STATED EXERCISE —
Retype the material in full, keeping every word the same.

DATA RECORDS —
········

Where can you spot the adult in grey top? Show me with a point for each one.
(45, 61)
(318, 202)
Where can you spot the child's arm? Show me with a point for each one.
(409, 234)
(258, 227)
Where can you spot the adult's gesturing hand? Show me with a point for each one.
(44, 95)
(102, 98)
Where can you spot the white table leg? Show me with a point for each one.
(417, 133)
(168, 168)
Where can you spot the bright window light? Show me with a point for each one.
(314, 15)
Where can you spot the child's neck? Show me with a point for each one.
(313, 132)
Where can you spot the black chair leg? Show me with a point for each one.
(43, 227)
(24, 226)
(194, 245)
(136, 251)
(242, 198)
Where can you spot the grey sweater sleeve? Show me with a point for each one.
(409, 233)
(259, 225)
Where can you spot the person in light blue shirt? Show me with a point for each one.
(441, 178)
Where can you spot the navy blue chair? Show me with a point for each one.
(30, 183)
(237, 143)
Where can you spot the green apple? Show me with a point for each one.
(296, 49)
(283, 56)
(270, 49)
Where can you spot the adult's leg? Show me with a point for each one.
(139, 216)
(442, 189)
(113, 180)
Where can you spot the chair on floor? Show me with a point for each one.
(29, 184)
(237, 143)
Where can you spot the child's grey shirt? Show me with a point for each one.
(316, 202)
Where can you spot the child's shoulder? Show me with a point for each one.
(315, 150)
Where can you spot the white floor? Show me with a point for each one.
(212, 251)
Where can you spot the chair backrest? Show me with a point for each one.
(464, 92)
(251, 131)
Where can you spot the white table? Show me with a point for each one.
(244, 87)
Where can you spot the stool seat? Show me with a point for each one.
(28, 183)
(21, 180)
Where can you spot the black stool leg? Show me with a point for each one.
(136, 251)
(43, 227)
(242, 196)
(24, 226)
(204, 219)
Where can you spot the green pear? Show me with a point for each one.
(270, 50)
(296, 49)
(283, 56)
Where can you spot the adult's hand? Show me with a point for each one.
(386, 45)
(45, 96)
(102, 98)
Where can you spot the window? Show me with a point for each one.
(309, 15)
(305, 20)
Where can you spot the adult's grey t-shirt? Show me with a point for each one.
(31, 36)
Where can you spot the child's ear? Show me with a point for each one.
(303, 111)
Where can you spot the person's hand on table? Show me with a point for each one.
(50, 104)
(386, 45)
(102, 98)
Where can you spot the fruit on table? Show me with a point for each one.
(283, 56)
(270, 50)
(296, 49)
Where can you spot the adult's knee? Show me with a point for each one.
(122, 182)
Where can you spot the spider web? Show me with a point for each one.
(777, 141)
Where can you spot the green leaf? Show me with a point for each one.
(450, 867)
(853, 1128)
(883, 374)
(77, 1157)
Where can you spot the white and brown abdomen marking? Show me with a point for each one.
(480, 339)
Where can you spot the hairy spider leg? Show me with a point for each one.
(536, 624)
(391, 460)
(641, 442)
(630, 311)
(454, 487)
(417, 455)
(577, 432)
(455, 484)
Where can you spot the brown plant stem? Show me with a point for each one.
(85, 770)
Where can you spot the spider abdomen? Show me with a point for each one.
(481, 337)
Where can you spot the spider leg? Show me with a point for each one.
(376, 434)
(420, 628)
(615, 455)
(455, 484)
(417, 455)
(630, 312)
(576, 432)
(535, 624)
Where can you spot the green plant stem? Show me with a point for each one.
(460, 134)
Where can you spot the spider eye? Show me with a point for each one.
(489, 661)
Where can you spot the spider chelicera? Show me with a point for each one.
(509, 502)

········

TASK RESPONSE —
Where can you spot the adult in grey top? Show me with a point for each one.
(45, 61)
(318, 202)
Where can you spot the child's arm? Show me with a point for each one.
(409, 234)
(258, 227)
Where can you spot the adult's gesturing hand? Show me with a point for each one.
(44, 95)
(102, 98)
Where can you spot the white table leg? Show me with a point for each one.
(417, 133)
(168, 168)
Where can you spot the bright window light? Show me with a point for each one.
(314, 15)
Where can you spot the child's neck? Show me with a point for each one.
(313, 132)
Where can you spot the black chair leg? Show me with a point for each one.
(43, 227)
(24, 226)
(194, 245)
(136, 251)
(242, 198)
Where can you spot the grey sweater sleeve? Show me with a point for each one.
(409, 233)
(259, 225)
Where can you spot the person in light blue shirt? Show me with a point for each one.
(441, 178)
Where can you spot the navy blue chair? Show me with a point for each one.
(30, 183)
(237, 143)
Where can you spot the green apple? Show me with a point for each one.
(296, 49)
(283, 56)
(270, 49)
Where can you spot the adult's leg? Show me with a point for each one.
(139, 216)
(442, 189)
(113, 180)
Where can you spot the chair on floor? Show me with a point for each one.
(29, 184)
(237, 143)
Where can you spot the child's grey shirt? Show me with a point for each one.
(316, 202)
Where can you spot the child's shoulder? Show me with a point for each one.
(315, 150)
Where can you spot the white floor? Show me with a point for each one.
(212, 251)
Where can you spot the chair backrest? Show me with a point for each one.
(464, 92)
(251, 131)
Where can you spot the white table? Show me with a point for each one.
(244, 87)
Where can you spot the stool seat? Show me with a point for each one.
(28, 183)
(21, 180)
Where can you spot the black stool leg? Show me with a point for each one.
(136, 251)
(43, 227)
(242, 196)
(24, 226)
(204, 219)
Where can you spot the green pear? Show me with a point for each one.
(270, 50)
(296, 49)
(283, 56)
Where can you spot the adult's hand? Show me with a point for each one.
(386, 45)
(45, 96)
(102, 98)
Where can you spot the window? Show me with a point for each one.
(309, 15)
(305, 20)
Where can you spot the adult's grey t-shirt? Show me with a point for each one.
(31, 36)
Where can you spot the child's ear? Show me with a point for each one.
(303, 111)
Where can you spot the person's hand on table? Show me with a point for each one.
(50, 104)
(386, 45)
(102, 98)
Where can you spot the fruit on table? Show me with a point for each one.
(283, 56)
(270, 50)
(296, 49)
Where can you spot the adult's knee? Show me with a point for each one.
(122, 182)
Where can you spot the spider web? Show me with a point for each one.
(777, 141)
Where can you spot the green leaf? Show me with a point for each one.
(450, 867)
(853, 1128)
(883, 374)
(77, 1157)
Where can you spot the white and brown abdomen marking? Show me with a point for each one.
(480, 339)
Where can you spot the hairy spider leg? Show me with a point for each one.
(536, 624)
(391, 460)
(641, 442)
(630, 311)
(454, 487)
(417, 455)
(577, 432)
(455, 484)
Where can you spot the brown plant stem? Show me with a point for each one.
(85, 770)
Where can you spot the spider abdomen? Show me with a point for each one.
(481, 337)
Where can you spot the spider leg? Show me with a point for each one.
(376, 434)
(420, 628)
(615, 455)
(455, 484)
(417, 455)
(630, 312)
(576, 432)
(535, 624)
Where can you spot the green plant stem? Show me with a point for each one.
(460, 134)
Where can you spot the spider eye? Show me with a point for each one.
(489, 661)
Where can you spot the spider chelicera? Show me with a point for each one.
(509, 502)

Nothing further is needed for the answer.